====== SOURCE TEXT

Walker Laurent Inc News
U.S. national debt
For a long time, those worries about the size of the U.S. national debt, which currently stands at a hard-to-imagine $33 trillion, warned about the potential harm a debt crisis could cause if it came to fruition.
The effects of out-of-control debt are now felt by individuals and businesses dealing with higher borrowing costs.
The U.S. Treasury is now borrowing more money than the global financial system can stand to pay the trillions of dollars in expenses not covered by tax and other revenues, and while it has not evolved into a full-blown crisis, the effects are hurting everyone investing or borrowing money.
U.S. debt, which used to be a side conversation on Wall Street, is now a central talking point as investors look for ways to avoid losses -- or gain from them. Economists still think that if policymakers confront the situation soon and either raise taxes, cut spending, or both, it might be enough to make a meaningful difference and end the ever-increasing debt cycle.
This year's annual budget deficit is an astonishing $2 trillion, up from $1.4 trillion last year. In theory, with the end of pandemic spending, it should have been expected that the deficit would decrease if anything. Instead, it has grown largely because of protracted financial irresponsibility on both sides of the political spectrum.
Recently, attention has been diverted from the national debt to the extra $1 trillion the Treasury intends to borrow in the third quarter, which is $274 billion more than the forecast made only two months before. The additional borrowing is needed to cover a shortfall caused by fewer tax receipts and higher outgoings.

============
====== DATA SEGMENT

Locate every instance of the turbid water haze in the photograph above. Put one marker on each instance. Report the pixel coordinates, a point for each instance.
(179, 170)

============

● COMPLETE THE FOLLOWING
A. Translate this sentence from the U.S. national debt article into Spanish: "The effects of out-of-control debt are now felt by individuals and businesses dealing with higher borrowing costs."
B. According to the U.S. national debt article, how large was last year's annual budget deficit?
C. Output the passage of the U.S. national debt article between "U.S. debt, which" and "ever-increasing debt cycle.", inclusive, word for word.
The data above comes from a separate source and has no connection to the article.

● SOLUTIONS BELOW
A. Los efectos de una deuda descontrolada ya los sienten las personas y las empresas que enfrentan mayores costos de endeudamiento.

B. $1.4 trillion.

C.
U.S. debt, which used to be a side conversation on Wall Street, is now a central talking point as investors look for ways to avoid losses -- or gain from them. Economists still think that if policymakers confront the situation soon and either raise taxes, cut spending, or both, it might be enough to make a meaningful difference and end the ever-increasing debt cycle.